▶

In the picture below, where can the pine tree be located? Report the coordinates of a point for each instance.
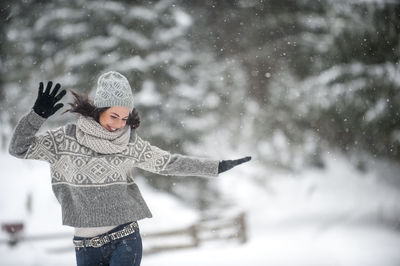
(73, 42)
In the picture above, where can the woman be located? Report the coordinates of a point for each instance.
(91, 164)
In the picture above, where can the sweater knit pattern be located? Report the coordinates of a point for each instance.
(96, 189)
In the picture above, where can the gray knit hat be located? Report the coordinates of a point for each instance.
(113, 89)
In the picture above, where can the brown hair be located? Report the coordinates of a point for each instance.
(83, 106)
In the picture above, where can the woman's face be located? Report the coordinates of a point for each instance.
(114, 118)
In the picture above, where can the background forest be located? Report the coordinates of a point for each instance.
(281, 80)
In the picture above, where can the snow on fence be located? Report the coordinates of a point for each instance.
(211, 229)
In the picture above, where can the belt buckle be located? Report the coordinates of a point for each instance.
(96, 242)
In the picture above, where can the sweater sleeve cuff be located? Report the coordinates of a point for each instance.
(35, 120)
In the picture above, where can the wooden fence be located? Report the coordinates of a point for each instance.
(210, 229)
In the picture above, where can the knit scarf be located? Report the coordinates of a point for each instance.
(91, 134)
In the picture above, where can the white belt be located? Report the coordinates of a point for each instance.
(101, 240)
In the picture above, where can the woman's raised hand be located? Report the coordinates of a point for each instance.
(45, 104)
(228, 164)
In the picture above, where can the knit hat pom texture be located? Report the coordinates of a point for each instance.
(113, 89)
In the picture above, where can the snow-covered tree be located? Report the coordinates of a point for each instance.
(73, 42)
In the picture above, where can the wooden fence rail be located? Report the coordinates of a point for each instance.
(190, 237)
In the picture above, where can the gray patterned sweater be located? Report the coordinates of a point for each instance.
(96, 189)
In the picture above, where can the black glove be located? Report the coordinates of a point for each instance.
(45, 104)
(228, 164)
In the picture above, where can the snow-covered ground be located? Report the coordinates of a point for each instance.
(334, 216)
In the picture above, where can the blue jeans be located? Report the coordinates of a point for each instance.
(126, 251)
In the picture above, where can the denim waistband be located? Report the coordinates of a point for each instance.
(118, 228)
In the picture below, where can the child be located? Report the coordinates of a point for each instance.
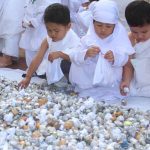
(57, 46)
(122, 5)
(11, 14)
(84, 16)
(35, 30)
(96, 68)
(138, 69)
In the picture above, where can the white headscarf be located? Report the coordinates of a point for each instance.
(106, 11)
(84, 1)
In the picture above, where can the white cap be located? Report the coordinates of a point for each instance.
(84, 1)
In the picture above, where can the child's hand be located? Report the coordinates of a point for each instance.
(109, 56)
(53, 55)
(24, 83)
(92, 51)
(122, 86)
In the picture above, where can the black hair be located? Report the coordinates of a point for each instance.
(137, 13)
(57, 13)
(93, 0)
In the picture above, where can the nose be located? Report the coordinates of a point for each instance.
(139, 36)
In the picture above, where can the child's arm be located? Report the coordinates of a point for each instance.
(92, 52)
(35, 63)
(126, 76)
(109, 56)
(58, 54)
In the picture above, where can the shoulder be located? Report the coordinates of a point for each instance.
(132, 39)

◀
▶

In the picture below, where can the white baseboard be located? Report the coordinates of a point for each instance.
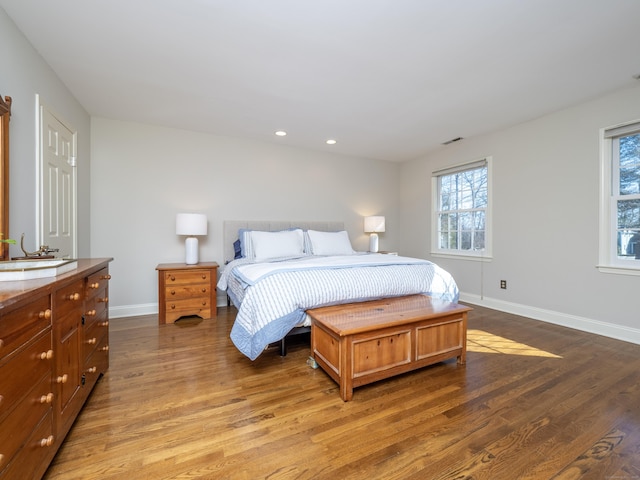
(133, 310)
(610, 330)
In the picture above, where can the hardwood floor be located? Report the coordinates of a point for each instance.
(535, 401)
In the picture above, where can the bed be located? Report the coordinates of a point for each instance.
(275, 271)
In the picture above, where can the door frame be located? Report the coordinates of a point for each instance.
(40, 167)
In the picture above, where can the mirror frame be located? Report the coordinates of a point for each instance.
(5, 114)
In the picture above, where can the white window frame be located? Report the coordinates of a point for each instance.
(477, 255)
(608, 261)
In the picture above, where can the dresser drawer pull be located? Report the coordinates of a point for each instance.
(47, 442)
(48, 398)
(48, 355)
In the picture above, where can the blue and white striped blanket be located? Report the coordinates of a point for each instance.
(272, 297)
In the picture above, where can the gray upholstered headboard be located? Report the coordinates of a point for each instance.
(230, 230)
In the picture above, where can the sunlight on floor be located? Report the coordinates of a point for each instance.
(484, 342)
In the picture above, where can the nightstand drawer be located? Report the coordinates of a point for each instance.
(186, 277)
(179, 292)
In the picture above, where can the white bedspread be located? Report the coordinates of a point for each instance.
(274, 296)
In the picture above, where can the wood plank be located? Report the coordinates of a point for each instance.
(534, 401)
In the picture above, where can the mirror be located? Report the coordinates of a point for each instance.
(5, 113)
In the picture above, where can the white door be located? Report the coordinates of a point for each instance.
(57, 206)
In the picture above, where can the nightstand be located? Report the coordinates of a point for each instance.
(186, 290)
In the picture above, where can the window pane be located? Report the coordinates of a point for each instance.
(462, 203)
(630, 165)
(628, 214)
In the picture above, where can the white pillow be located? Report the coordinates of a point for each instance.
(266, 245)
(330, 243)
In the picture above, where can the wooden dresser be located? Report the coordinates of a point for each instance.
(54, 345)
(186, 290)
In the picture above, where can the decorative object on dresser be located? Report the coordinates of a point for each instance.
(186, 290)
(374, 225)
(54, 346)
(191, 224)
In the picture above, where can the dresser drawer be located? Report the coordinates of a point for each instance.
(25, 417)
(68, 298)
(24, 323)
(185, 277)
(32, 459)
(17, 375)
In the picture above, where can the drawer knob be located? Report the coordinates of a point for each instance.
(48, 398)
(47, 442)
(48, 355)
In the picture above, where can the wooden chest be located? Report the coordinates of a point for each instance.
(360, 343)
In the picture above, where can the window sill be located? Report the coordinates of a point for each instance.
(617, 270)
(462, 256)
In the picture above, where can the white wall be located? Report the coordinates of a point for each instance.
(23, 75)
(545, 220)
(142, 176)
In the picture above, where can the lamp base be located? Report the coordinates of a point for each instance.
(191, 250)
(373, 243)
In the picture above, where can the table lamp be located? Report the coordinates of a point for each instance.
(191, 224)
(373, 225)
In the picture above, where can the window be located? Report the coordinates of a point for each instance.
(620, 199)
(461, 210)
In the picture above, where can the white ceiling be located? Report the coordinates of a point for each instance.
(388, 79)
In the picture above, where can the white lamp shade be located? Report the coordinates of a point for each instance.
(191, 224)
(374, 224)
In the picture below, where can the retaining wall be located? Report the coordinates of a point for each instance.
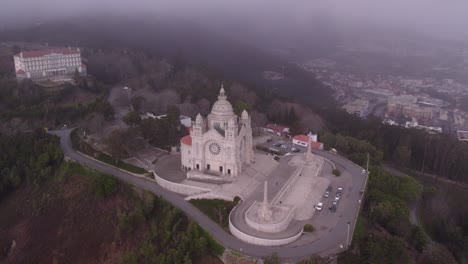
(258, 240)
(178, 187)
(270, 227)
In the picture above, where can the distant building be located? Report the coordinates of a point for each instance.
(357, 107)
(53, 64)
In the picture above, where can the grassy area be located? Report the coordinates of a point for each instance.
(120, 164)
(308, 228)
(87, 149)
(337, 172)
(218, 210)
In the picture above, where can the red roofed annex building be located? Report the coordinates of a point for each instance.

◀

• [The request]
Report the number of lines in the rows above that contain the word "gray". Give only the number.

• [Response below]
3